─── DATA IN THIS EXERCISE
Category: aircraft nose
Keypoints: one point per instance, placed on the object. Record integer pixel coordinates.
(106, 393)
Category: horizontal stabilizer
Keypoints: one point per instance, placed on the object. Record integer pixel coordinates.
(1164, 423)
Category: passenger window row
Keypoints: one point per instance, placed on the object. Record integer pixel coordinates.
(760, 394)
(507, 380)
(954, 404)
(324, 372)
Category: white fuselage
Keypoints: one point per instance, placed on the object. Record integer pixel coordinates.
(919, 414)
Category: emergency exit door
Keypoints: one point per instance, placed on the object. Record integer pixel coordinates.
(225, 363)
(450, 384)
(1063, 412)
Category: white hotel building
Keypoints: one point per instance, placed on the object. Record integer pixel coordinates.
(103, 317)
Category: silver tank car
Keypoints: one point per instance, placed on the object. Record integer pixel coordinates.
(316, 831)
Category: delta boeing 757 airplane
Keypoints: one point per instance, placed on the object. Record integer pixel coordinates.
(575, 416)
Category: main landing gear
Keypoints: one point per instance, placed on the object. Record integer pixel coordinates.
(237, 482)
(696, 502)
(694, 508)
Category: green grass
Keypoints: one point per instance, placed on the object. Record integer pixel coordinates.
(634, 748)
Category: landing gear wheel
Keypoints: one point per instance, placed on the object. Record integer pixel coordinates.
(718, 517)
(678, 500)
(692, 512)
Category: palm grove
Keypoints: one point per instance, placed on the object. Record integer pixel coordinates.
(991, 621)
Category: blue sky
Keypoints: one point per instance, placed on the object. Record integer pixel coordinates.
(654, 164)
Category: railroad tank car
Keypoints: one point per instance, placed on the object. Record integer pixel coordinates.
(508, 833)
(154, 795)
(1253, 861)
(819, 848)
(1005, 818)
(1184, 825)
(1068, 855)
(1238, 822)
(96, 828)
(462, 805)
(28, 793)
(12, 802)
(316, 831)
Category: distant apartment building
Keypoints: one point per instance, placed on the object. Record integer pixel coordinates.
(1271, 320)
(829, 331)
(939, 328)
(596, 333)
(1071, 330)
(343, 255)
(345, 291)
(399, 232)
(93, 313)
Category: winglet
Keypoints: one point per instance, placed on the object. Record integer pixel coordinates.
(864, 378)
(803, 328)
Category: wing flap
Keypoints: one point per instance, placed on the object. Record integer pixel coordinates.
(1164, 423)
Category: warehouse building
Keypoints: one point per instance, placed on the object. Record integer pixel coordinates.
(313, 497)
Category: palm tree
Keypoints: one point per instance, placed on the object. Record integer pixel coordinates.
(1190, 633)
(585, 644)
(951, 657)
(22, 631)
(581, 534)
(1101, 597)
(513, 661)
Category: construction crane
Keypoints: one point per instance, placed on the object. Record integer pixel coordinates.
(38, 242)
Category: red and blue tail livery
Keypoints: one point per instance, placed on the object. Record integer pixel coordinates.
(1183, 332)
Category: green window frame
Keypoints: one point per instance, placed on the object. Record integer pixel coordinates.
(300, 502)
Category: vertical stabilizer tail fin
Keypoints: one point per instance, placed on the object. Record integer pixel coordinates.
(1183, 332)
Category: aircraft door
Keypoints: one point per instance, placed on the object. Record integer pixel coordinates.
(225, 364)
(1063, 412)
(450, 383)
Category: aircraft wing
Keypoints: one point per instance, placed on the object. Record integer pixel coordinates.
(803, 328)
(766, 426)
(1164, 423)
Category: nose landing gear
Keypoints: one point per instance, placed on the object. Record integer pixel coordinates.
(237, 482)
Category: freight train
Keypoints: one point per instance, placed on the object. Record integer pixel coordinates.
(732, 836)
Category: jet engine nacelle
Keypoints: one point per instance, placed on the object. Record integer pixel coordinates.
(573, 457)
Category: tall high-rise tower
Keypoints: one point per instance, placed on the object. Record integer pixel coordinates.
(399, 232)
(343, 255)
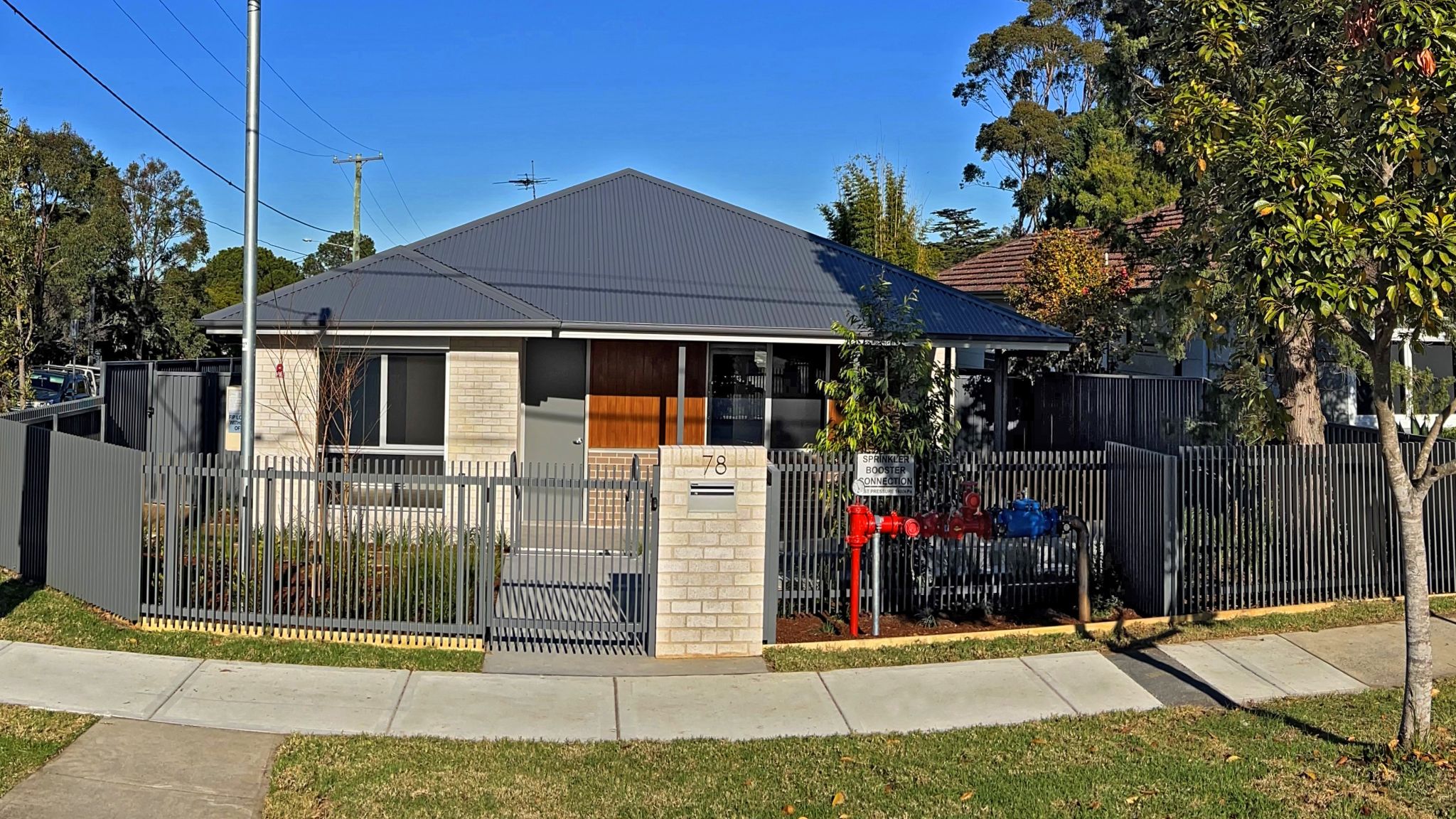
──────
#### TASK REQUIREMENTS
Of all the entries above, output exactly the lines between the one holding "Category: green grass" and the one holding "Category: palm grove", inclusive.

#### RESULT OF THIS TASK
Category: green grass
Keypoints: one point per instance, placed on the object. Record integer pixel coordinates.
(634, 748)
Category: landing gear wheel
Keypoints: one point per instance, placed on the object. Record integer pixel coordinates.
(718, 517)
(678, 500)
(692, 512)
Category: palm grove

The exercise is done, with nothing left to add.